Discovering existential therapy

After earning a Doctor of Medicine from Boston University School of Medicine, Yalom completed an internship at Mount Sinai Hospital in New York and a residency at the Henry Phipps Psychiatric Clinic of Johns Hopkins Hospital in Baltimore. Yalom said it was during his residency at Johns Hopkins that he discovered the field of interpersonal relationships and became “more interested in working with people rather than with medicine,” which set him apart from other psychiatry students.

He credits Existence, a book co-edited by Rollo May, an American existential psychologist, with introducing him to the interconnection between philosophy and psychiatry. It also prompted him to enroll in a yearlong philosophy course at Johns Hopkins while completing his residency.

At the time, psychiatry professor Jerome Franks served as an influential mentor to Yalom, who recalled spending hours during his training observing Franks’ therapy groups through a two-way mirror. This experience taught him that therapy was relational, he told the keynote audience. Franks’ therapy groups focused on how the group members related to one another. “It [wasn’t] about their parents and early life, etc. … It [was] looking at interpersonal relationships,” Yalom explained.

Yalom said that a mistake he made with a client years later served to remind him again of the importance of the client-therapist relationship. He found that he couldn’t connect with this particular client during their session. He felt disappointed and considered it one of the least successful sessions he had ever had, which he mentioned in his session notes. Then he committed a therapist’s worst nightmare: He accidently emailed his session notes to the client, not himself.

The client wrote back, acknowledging that she was hurt by his comments. In their next session, however, things changed because she opened up. Yalom learned that she was training to be a social worker and was reading his group therapy textbook in her class. “I interpreted her behavior in the here and now as being indicative of her inability to relate to people, but in fact it was something else entirely. All these people were praising my textbook, and she just felt very intimidated by me,” he said.

“Working on the here and now is working on the space … between me and patient,” Yalom noted. He explained that when he does single-session consultations, at some point, he will say, “Let’s take a look at how you and I are doing in this session. What’s that like for you?” He finds that the relationship between the therapist and client is often a microcosm of their relationships with other people.

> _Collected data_
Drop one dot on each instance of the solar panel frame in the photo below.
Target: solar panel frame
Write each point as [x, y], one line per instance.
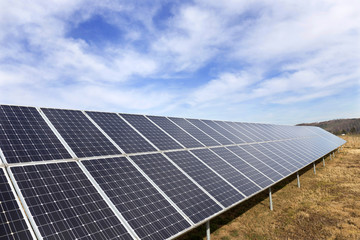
[120, 226]
[210, 131]
[10, 205]
[175, 132]
[227, 171]
[240, 134]
[241, 165]
[124, 135]
[206, 177]
[229, 135]
[152, 132]
[38, 142]
[169, 186]
[194, 131]
[134, 184]
[83, 137]
[314, 150]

> _Aim of the exercise_
Return the portion of the text on discovering existential therapy starting at "After earning a" and ending at "other psychiatry students.", copied word for word. Rely only on the text on discovering existential therapy, not on the data.

> _Answer to the exercise_
After earning a Doctor of Medicine from Boston University School of Medicine, Yalom completed an internship at Mount Sinai Hospital in New York and a residency at the Henry Phipps Psychiatric Clinic of Johns Hopkins Hospital in Baltimore. Yalom said it was during his residency at Johns Hopkins that he discovered the field of interpersonal relationships and became “more interested in working with people rather than with medicine,” which set him apart from other psychiatry students.